[Opening DATA section]

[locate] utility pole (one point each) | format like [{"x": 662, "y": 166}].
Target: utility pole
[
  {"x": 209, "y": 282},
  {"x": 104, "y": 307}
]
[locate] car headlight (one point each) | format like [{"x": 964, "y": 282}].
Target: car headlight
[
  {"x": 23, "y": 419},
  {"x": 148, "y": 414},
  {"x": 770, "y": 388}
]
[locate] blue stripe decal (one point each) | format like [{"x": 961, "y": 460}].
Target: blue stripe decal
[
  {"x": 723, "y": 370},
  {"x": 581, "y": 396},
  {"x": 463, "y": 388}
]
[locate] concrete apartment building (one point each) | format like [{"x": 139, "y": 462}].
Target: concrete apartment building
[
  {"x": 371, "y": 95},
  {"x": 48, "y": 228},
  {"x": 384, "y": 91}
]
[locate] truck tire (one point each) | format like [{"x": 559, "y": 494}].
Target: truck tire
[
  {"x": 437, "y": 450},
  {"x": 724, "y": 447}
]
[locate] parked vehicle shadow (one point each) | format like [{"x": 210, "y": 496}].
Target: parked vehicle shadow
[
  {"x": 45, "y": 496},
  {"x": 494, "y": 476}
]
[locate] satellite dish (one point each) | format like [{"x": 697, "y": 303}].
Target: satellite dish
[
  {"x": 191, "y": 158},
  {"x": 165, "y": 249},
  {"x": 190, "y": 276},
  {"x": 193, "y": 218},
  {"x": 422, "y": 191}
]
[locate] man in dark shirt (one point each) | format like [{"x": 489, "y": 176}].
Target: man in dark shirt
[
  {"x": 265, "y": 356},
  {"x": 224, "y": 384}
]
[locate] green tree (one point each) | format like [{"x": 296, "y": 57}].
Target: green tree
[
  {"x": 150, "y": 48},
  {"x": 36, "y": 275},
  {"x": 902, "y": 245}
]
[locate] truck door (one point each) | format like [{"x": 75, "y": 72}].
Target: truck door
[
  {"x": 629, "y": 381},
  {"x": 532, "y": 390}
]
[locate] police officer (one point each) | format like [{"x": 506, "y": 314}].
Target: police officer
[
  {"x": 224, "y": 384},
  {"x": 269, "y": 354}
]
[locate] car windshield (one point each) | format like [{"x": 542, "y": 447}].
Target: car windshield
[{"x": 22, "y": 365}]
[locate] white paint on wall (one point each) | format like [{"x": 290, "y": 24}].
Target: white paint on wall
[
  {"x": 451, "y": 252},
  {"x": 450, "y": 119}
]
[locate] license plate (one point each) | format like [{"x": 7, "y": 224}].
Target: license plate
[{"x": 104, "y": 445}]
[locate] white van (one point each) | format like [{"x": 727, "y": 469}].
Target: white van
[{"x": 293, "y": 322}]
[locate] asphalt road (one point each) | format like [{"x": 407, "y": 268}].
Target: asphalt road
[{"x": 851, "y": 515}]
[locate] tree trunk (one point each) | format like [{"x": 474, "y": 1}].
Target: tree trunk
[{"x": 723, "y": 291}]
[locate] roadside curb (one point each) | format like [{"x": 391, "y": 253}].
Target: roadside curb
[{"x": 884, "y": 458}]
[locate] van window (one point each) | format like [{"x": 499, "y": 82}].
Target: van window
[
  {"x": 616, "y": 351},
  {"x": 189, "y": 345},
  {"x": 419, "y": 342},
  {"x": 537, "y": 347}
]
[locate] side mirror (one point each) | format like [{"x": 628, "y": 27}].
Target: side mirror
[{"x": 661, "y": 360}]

[Closing DATA section]

**WHAT IS NEEDED:**
For each record above, write it out again exactly.

**EXPECTED OUTPUT:**
[locate] utility pole (one point each) | format like [{"x": 662, "y": 166}].
Target: utility pole
[
  {"x": 209, "y": 282},
  {"x": 104, "y": 307}
]
[locate] car headlight (one point each) | format like [{"x": 964, "y": 282}].
Target: car headlight
[
  {"x": 23, "y": 419},
  {"x": 148, "y": 414},
  {"x": 770, "y": 388}
]
[locate] blue stripe decal (one point each) | format like [{"x": 961, "y": 460}].
Target: blue stripe decal
[
  {"x": 723, "y": 370},
  {"x": 581, "y": 396},
  {"x": 463, "y": 388}
]
[locate] concrete apartment building (one point each) | format like [{"x": 139, "y": 462}].
Target: concrete apartment building
[
  {"x": 371, "y": 95},
  {"x": 48, "y": 228},
  {"x": 384, "y": 91}
]
[locate] truck tire (one point each) | format like [{"x": 559, "y": 494}].
Target: truck tire
[
  {"x": 437, "y": 450},
  {"x": 724, "y": 447}
]
[locate] parked vehicle shadow (one point each) | format like [{"x": 210, "y": 496}].
Target: parked vehicle shadow
[
  {"x": 45, "y": 496},
  {"x": 494, "y": 476}
]
[locate] satellite dish (one point each) | format like [{"x": 697, "y": 303}].
Target: satellite dish
[
  {"x": 191, "y": 158},
  {"x": 165, "y": 249},
  {"x": 190, "y": 276},
  {"x": 193, "y": 218},
  {"x": 422, "y": 191}
]
[locate] man in dark shirt (one point each) | format like [{"x": 489, "y": 176}].
Target: man in dark shirt
[
  {"x": 265, "y": 356},
  {"x": 224, "y": 384}
]
[locate] green tree (one point each) | format like [{"x": 296, "y": 57}].
Target: green tree
[
  {"x": 150, "y": 48},
  {"x": 36, "y": 275},
  {"x": 902, "y": 245}
]
[locate] truck door (one point each) | format like [{"x": 75, "y": 72}].
Target: truck door
[
  {"x": 629, "y": 381},
  {"x": 532, "y": 390}
]
[locate] police officer (one point each) | format like [{"x": 506, "y": 314}].
Target: police officer
[
  {"x": 224, "y": 384},
  {"x": 269, "y": 354}
]
[locate] car windshield (one point each) | format like [{"x": 542, "y": 447}].
Target: car windshield
[{"x": 22, "y": 365}]
[locate] white paint on wall (one point each) | format like [{"x": 290, "y": 24}].
Target: white paint on wall
[
  {"x": 451, "y": 252},
  {"x": 450, "y": 119}
]
[locate] license plate (one point each) | format like [{"x": 7, "y": 224}].
Target: license plate
[{"x": 104, "y": 445}]
[locate] white van (one point each) | format like [{"x": 727, "y": 469}].
Target: white van
[{"x": 293, "y": 322}]
[locate] asphalt road (one point each) | format like [{"x": 407, "y": 268}].
Target: asphalt road
[{"x": 851, "y": 515}]
[locate] tree trunk (one point each) | format like [{"x": 474, "y": 1}].
Target: tree trunk
[{"x": 723, "y": 291}]
[locate] roadside curb (one point each) | format like [{"x": 391, "y": 253}].
Target: roadside curb
[{"x": 884, "y": 458}]
[locate] van window (one point each) | format like [{"x": 499, "y": 82}].
Target: van window
[
  {"x": 616, "y": 351},
  {"x": 189, "y": 345},
  {"x": 419, "y": 342},
  {"x": 537, "y": 347}
]
[locate] side mirror (one point each) | format like [{"x": 628, "y": 27}].
Target: side mirror
[{"x": 661, "y": 360}]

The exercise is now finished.